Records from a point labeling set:
::::
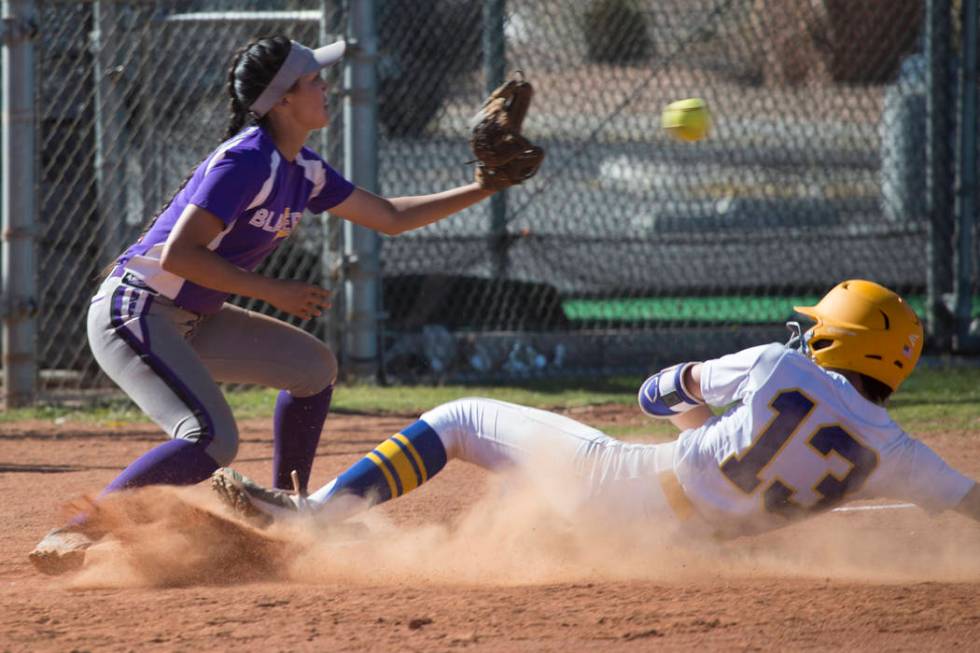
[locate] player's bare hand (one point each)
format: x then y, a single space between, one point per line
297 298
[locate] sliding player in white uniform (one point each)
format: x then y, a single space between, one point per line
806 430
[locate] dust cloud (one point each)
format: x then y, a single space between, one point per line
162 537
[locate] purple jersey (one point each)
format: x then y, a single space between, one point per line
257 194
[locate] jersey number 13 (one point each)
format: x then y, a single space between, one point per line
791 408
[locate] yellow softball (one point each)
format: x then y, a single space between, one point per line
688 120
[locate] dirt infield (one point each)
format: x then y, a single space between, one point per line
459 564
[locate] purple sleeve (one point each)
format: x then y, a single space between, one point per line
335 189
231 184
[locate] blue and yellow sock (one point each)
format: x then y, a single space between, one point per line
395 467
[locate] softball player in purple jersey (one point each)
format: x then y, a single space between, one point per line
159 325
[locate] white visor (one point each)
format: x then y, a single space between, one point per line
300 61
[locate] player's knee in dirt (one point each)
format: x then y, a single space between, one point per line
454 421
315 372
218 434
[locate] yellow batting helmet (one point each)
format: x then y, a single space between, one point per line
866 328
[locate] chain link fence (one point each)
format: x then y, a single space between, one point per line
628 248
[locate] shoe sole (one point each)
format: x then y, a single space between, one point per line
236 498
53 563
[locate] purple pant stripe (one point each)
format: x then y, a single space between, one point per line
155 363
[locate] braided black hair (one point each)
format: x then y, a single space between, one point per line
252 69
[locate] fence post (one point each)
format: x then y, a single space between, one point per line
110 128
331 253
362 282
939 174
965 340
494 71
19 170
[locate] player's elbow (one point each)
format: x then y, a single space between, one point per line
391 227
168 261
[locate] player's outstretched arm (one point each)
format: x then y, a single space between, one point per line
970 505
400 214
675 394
::::
- _What you have to do_:
Output an exact copy of the lines beginning at the one that holds "[locate] blue and" and running through the final line of the records.

- _Solution to this exercise_:
[locate] blue and yellow sock (one point each)
format: x then y, a single space between, one point per line
395 467
[locate] softball player in purple jersey (one point each)
format: x then y, a single space between, one point per line
159 325
[locate] white visor (one point each)
format: x then y, a single space between, one point per line
300 61
[locate] player's knee in dirt (one point each)
format: x then y, a single space between, one point per line
454 421
315 372
218 434
[locate] yellow batting helmet (one point each)
format: x then y, a single space between, one point per line
866 328
[locate] chain link fence (one point each)
format: x then y, a single space between, one point per line
628 248
[locate] shoe sole (one point each)
format: x then y, a single space between, one point per line
236 498
53 563
[locate] purple pant stripe (one point each)
format: x then y, a single space between, one point per line
155 363
[locate] braided black hair (one point each)
format: x then y, a single space between, one point per line
252 69
[locate] fence post (one point each)
format: x then y, a single space between, one point per line
110 128
331 253
362 282
939 174
965 340
494 71
19 170
[locate] player's elbow (one point each)
format: x then y, a single space between, one point per line
391 227
168 261
[locate] player's outstretched arm (one point each)
format: x then y, a single space between, one point per line
970 505
400 214
675 394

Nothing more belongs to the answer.